> **Instructions to follow**: In the excerpt on humans as custodians, why does Rune Hjarnø Rasmussen call the Barasana's river rules custodianship? Answer in one to three sentences.

Rune Hjarnø Rasmussen: That cynicism that you are talking about there. The idea that Earth doesn't need us. I can't help suspecting that it might come from people, [who kind of go,] humanity should just die out, and then the world will flourish again. Well, perhaps, in 30 million years, the biodiversity would probably be back on track, but I mean, it seems to me to be a little bit of a teenage perspective. We are facing here, we are standing with our feet, and we are facing catastrophes of incredible proportions.
We are facing problems of a seriousness that is so radical that I don't think it's an option to say I'm not dealing with that.
It also smells a little bit of somebody who's probably living in a Northern hemisphere, privileged urban setting.
This is also why I would say a more Indigenous-leaning perspective [is key]. That is where we think about humans as actively engaged in making the world work. Humans have a role. Many of these Indigenous thinkers, they would talk about custodianship, humans as the custodial species or stewardship. There is something that we do all the time in order to make stuff continue working. And if you actually look at these Indigenous peoples, you find that the Barasana in Colombia, they have rules about how they derive their livelihood from the river in which they live, and those rules make the river an environment that is not overcrowded by human activity all the time—that's custodianship.
Even here in Northern Europe, in the pre-Christian age, there were these great celebrations where everybody gathered in one place in the sacred sites, and they basically called on connectedness. They were purifying their communities of those corrosive, invisible violences that are creating the disconnect between us and the world around us. That is humans stepping into, taking responsibility for being part of the world, and perhaps even managing the world with through custodianship.

> **Entries provided**:

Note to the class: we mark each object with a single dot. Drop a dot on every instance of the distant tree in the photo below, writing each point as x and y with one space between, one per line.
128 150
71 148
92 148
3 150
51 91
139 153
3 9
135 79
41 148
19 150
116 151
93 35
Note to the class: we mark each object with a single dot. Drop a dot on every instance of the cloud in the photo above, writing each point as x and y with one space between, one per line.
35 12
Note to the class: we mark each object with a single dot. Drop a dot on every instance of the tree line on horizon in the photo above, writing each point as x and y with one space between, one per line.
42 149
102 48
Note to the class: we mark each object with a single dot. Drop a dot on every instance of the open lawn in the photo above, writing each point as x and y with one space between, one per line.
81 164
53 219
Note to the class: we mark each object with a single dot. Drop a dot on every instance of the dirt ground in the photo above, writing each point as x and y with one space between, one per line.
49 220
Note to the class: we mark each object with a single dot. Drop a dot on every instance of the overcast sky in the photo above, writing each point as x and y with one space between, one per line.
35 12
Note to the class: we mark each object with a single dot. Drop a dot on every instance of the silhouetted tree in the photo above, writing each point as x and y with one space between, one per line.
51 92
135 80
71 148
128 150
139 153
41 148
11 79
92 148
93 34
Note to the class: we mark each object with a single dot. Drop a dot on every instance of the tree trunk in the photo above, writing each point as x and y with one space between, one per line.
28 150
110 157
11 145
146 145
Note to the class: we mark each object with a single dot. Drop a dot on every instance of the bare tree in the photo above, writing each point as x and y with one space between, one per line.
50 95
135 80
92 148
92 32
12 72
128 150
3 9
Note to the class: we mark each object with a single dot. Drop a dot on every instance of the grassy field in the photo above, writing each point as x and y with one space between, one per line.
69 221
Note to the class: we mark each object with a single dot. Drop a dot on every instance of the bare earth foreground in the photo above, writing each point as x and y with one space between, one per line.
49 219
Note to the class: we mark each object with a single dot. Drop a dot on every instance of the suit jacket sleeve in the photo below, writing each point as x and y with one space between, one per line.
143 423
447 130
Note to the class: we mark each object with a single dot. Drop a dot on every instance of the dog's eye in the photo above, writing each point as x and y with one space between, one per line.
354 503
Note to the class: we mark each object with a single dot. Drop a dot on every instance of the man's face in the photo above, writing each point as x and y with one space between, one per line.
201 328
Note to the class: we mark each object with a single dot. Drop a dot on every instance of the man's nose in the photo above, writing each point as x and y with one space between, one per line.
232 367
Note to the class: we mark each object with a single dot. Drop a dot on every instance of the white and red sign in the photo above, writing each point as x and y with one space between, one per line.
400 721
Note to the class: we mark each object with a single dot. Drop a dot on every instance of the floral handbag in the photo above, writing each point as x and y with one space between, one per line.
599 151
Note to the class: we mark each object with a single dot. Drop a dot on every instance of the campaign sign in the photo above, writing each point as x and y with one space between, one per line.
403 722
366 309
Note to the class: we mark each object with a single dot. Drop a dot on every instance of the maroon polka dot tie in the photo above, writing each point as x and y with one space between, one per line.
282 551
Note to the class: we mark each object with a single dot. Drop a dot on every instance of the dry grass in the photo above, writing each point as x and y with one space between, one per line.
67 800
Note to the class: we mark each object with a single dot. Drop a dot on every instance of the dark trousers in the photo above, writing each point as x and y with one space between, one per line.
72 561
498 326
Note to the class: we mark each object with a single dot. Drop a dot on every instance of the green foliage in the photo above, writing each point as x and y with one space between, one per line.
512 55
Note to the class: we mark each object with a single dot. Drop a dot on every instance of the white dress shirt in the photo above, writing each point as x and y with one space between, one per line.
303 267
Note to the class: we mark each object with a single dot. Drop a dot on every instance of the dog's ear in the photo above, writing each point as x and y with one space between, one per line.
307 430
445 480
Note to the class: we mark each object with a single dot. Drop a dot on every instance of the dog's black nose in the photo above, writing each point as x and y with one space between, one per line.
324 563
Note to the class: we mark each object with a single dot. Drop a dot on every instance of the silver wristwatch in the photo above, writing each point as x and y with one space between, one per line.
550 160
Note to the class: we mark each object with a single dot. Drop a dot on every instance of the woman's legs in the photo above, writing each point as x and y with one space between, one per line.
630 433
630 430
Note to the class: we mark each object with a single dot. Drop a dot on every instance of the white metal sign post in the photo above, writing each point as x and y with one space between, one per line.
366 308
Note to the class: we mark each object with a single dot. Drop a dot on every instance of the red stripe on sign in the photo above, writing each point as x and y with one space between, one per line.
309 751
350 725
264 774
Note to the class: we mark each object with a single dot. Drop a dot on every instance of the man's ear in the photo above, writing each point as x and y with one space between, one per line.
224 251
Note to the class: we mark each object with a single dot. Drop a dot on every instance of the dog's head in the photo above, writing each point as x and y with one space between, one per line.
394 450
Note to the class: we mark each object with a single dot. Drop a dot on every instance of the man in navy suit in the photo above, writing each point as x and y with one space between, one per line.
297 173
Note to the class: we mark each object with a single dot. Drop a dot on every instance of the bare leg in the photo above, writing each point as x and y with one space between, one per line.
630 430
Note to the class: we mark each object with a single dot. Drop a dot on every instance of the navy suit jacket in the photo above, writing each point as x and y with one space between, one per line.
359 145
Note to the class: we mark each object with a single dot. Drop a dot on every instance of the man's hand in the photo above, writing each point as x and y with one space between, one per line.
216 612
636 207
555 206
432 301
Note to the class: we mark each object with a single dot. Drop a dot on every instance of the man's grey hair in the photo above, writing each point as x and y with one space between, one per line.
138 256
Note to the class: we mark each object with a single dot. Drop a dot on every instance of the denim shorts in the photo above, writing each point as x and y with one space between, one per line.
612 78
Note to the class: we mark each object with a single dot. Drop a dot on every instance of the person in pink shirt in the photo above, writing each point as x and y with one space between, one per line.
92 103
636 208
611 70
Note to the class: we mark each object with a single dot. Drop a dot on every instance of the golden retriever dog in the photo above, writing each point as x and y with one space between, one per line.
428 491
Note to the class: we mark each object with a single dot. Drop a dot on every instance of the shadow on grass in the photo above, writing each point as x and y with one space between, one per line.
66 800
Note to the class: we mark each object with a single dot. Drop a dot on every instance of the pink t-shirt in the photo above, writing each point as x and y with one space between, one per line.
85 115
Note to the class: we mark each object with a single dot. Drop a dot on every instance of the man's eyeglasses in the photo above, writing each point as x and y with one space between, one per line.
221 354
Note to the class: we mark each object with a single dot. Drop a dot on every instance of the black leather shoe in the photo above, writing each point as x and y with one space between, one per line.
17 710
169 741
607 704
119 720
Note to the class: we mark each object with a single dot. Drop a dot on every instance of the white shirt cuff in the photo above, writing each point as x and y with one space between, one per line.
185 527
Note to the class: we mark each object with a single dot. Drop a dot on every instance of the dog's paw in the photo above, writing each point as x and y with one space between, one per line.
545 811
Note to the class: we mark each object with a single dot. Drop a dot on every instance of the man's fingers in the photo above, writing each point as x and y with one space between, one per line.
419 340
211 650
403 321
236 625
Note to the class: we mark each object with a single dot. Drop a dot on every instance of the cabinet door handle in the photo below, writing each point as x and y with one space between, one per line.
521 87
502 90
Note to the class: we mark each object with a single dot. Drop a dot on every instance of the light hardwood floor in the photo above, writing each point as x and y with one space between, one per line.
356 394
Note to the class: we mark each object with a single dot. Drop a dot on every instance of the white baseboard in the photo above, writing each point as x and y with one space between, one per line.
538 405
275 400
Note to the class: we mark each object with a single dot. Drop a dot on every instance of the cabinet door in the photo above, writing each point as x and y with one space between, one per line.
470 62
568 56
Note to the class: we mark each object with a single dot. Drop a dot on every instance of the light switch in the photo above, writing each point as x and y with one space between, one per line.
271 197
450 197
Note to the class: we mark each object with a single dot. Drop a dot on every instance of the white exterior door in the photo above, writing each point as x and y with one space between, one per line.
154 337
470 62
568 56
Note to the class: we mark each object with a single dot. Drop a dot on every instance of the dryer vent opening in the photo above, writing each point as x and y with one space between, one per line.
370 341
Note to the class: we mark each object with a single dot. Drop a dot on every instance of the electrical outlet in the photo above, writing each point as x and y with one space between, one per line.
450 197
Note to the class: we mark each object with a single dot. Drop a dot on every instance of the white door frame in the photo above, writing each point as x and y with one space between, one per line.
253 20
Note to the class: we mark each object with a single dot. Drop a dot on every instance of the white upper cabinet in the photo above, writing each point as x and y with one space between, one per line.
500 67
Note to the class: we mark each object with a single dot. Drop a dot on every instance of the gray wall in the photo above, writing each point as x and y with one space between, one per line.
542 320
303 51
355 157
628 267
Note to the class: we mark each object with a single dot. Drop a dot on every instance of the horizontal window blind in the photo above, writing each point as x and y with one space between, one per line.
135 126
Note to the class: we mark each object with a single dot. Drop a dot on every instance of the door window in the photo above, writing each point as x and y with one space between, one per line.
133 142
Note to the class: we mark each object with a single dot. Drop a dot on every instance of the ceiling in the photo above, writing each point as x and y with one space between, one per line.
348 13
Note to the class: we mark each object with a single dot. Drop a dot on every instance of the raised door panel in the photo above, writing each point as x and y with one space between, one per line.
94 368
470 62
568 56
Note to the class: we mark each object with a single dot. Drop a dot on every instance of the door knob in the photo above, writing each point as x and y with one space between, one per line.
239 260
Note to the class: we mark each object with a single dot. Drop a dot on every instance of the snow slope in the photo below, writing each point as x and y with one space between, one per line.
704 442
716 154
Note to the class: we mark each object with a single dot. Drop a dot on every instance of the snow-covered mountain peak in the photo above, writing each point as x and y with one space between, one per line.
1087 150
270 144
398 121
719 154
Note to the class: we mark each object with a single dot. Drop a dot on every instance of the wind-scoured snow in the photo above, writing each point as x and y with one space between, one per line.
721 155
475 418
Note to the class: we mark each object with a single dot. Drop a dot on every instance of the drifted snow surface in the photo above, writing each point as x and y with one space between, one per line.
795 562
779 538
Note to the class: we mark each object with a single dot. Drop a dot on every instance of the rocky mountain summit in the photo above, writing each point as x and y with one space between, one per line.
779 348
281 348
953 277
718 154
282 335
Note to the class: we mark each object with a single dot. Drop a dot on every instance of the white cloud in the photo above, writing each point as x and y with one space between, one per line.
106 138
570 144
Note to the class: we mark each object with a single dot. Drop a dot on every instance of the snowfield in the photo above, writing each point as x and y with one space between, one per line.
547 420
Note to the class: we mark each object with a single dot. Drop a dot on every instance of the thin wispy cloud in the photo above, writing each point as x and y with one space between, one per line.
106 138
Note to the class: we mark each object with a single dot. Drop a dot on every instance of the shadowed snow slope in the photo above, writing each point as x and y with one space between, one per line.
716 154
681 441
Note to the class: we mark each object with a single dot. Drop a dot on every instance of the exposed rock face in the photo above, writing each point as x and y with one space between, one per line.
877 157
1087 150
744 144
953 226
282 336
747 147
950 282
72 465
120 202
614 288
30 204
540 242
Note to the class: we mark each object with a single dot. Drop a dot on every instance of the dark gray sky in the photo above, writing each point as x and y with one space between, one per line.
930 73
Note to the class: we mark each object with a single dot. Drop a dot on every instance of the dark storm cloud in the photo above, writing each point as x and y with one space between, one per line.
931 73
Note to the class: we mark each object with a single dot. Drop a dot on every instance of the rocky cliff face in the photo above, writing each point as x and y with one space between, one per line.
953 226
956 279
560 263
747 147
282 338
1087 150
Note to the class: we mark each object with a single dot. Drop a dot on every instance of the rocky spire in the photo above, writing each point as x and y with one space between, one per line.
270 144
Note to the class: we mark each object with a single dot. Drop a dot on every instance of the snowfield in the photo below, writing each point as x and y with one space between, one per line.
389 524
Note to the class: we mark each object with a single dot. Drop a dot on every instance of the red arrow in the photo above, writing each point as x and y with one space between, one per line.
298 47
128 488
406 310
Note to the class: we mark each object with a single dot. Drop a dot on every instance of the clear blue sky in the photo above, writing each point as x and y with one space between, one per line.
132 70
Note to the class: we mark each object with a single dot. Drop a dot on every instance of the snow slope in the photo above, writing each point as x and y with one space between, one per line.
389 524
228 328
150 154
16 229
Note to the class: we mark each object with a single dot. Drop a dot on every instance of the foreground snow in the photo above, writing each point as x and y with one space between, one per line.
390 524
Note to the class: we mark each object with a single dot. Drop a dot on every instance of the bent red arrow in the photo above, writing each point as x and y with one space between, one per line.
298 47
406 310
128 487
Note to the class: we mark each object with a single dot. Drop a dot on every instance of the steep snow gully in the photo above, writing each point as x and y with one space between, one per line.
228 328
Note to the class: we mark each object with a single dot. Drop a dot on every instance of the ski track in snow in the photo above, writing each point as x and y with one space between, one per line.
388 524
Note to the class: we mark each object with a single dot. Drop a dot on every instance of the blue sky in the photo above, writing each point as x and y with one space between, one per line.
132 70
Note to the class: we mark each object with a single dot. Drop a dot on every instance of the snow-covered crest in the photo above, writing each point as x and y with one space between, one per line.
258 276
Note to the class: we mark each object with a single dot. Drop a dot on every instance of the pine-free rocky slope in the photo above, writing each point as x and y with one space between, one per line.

> **Answer for this exercise**: The Barasana in Colombia have rules about how they make their living from the river they live in. Those rules keep the river from being overcrowded by human activity all the time, and he calls that custodianship.